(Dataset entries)
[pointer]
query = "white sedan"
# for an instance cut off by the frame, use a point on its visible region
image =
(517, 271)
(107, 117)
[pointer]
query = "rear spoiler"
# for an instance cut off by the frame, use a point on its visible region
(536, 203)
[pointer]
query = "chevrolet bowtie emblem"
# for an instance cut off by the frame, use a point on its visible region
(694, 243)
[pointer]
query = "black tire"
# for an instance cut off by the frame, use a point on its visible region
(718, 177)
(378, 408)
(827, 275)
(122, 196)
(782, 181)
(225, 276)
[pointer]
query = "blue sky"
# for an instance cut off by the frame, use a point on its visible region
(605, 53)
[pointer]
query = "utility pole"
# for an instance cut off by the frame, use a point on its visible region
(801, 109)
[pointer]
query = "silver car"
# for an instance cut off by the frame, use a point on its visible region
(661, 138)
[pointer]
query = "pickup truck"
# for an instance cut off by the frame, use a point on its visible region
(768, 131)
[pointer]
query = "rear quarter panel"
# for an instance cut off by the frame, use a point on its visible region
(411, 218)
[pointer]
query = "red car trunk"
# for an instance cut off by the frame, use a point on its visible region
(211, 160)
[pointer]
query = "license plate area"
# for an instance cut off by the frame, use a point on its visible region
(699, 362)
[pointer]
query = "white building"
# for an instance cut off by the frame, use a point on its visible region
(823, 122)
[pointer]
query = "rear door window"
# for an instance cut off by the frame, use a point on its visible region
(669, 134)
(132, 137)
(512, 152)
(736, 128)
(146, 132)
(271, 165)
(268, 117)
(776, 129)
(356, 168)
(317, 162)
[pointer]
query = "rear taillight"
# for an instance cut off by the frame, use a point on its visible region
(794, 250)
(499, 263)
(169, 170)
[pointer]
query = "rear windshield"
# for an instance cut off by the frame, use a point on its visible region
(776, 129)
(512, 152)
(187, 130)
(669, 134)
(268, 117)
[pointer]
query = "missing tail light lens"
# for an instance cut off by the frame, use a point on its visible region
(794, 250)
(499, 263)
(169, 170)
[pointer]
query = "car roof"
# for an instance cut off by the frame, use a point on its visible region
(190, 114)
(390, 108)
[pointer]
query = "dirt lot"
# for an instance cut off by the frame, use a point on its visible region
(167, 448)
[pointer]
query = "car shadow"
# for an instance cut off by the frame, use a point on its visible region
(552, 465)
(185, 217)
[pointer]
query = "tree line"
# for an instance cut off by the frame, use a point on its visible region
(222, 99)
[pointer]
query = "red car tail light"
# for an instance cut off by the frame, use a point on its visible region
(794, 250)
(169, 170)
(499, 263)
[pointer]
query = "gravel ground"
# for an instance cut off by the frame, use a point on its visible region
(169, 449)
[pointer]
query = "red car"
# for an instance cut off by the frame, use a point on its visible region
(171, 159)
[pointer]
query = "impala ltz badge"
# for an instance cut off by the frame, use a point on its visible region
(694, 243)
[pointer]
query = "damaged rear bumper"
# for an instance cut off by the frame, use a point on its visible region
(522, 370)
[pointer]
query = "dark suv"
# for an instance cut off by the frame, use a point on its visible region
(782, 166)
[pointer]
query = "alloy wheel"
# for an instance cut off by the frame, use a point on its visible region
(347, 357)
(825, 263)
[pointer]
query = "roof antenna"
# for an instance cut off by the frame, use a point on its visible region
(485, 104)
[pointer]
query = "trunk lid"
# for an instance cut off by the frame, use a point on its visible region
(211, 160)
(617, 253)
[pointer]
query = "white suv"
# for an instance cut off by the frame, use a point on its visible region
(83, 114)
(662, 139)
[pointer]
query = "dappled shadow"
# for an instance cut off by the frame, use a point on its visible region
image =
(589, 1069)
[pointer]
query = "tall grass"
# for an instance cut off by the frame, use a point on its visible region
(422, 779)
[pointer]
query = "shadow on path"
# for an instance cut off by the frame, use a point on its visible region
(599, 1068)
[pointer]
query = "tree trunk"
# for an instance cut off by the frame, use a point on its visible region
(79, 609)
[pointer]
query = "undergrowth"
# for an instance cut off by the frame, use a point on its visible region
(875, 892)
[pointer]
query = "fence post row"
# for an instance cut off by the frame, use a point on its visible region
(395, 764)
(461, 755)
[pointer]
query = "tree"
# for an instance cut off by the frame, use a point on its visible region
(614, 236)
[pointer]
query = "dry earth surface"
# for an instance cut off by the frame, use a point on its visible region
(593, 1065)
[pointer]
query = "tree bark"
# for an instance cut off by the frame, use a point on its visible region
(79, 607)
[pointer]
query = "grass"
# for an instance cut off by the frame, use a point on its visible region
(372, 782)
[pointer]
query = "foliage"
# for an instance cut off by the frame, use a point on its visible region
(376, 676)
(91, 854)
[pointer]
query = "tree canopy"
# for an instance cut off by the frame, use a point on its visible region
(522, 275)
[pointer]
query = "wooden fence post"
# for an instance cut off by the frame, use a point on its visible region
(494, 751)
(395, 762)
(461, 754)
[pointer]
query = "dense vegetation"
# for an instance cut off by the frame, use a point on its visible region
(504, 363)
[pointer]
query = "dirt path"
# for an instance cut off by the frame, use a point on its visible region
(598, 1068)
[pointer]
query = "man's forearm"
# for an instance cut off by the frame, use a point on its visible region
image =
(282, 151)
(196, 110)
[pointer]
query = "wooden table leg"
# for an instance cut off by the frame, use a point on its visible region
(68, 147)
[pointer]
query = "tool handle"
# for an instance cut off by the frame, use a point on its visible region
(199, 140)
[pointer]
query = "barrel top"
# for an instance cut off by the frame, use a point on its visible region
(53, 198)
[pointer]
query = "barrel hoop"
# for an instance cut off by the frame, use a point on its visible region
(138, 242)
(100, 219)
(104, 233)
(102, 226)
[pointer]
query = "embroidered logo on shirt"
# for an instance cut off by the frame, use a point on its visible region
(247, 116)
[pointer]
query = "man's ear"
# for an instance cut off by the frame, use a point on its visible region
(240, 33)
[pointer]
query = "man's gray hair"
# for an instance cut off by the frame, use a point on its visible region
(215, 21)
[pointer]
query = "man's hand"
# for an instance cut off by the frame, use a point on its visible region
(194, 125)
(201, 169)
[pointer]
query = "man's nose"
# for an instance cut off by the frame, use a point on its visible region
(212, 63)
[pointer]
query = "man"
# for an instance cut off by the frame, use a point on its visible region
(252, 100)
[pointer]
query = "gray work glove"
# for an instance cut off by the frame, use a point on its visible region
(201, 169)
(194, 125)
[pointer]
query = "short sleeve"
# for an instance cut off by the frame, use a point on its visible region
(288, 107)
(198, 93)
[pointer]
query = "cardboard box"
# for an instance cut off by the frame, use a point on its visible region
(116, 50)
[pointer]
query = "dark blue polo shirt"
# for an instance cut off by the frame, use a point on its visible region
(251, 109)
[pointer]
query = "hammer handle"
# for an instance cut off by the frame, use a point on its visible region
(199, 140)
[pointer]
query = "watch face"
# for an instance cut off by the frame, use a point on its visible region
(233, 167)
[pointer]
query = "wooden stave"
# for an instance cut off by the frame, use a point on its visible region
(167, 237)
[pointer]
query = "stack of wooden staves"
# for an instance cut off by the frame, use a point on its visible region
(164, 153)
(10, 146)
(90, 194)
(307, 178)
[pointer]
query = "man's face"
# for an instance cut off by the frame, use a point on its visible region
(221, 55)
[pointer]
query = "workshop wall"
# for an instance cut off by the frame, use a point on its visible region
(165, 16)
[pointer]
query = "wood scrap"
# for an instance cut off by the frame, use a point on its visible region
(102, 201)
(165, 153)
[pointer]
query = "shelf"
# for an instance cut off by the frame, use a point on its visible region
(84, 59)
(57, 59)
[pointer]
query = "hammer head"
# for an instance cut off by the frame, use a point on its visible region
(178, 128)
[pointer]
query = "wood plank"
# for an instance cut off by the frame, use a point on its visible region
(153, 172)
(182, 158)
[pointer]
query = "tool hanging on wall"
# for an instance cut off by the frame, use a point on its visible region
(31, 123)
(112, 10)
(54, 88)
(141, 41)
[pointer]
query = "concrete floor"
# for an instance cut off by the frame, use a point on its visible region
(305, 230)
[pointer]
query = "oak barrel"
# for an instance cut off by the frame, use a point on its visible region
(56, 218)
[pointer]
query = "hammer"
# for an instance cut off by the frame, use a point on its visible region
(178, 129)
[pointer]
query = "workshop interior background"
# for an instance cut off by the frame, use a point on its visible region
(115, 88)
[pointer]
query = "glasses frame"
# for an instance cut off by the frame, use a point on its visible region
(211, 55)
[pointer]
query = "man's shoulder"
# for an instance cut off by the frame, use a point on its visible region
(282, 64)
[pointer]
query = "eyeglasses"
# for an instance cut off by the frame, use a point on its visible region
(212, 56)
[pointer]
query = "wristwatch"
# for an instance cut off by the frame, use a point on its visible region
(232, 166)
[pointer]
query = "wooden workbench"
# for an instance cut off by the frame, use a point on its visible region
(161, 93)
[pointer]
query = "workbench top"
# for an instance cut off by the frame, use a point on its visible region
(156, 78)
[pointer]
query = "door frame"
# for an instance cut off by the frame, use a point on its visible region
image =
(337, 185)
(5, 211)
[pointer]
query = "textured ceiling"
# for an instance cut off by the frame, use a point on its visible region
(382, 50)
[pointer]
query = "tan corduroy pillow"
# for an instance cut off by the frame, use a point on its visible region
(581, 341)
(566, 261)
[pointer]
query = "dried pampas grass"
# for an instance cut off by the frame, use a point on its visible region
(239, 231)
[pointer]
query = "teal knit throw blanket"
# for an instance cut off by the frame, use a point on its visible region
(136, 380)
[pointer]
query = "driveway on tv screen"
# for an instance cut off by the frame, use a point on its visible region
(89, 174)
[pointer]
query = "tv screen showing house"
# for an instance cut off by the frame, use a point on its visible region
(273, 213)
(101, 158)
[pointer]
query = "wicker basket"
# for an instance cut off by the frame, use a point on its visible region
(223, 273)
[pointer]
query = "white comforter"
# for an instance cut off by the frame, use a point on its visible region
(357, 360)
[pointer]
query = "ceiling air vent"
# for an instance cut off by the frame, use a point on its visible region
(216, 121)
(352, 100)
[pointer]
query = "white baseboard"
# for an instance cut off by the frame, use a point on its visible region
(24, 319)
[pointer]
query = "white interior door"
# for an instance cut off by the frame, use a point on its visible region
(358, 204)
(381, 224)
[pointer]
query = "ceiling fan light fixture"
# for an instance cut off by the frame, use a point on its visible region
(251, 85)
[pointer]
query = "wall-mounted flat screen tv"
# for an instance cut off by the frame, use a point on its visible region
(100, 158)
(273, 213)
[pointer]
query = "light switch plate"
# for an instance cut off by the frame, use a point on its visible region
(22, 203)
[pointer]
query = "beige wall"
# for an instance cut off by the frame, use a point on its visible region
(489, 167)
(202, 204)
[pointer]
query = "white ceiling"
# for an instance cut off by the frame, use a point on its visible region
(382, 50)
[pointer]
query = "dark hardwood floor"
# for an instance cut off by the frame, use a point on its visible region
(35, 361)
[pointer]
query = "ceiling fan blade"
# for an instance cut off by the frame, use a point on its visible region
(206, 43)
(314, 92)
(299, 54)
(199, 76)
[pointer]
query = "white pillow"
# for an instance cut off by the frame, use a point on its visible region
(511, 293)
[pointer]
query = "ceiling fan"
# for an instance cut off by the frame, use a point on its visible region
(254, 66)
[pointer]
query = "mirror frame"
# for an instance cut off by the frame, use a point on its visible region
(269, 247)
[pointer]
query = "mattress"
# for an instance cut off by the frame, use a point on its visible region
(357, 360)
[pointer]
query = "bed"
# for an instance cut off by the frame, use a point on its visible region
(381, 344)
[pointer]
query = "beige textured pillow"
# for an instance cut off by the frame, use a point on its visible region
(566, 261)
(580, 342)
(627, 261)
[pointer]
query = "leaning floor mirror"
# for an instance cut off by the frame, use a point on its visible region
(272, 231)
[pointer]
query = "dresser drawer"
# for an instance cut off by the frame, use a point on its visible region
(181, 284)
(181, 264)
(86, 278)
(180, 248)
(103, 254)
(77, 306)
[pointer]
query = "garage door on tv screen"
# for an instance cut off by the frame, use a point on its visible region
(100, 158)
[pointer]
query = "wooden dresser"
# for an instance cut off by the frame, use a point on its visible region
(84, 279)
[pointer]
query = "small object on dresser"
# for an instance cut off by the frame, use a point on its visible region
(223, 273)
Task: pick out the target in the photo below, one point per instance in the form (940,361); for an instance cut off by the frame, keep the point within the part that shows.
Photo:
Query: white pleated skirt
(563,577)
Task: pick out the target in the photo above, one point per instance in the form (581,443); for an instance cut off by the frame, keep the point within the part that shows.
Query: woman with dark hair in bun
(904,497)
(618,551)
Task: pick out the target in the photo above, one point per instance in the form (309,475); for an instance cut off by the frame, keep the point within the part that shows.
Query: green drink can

(Set exercise)
Quote, without any change, each line from the one that contains "Task: pick out the target in the photo below, one" through the end of the material.

(Correct answer)
Task: pick out the target in the photo below, one point per instance in the form (940,361); for an instance cut off by the frame, keep the point within the part that shows.
Photo:
Query: white pleated skirt
(563,577)
Task: pick out the target in the photo above, one point per instance in the form (581,443); for an instance cut off by the frame, keep the point within the part that shows.
Query: woman with dark hair in bun
(904,497)
(618,551)
Task: pick out the target in the photo above, one point per instance in the form (309,475); for an instance cut off by the frame, keep the point within the part that shows.
Query: green drink can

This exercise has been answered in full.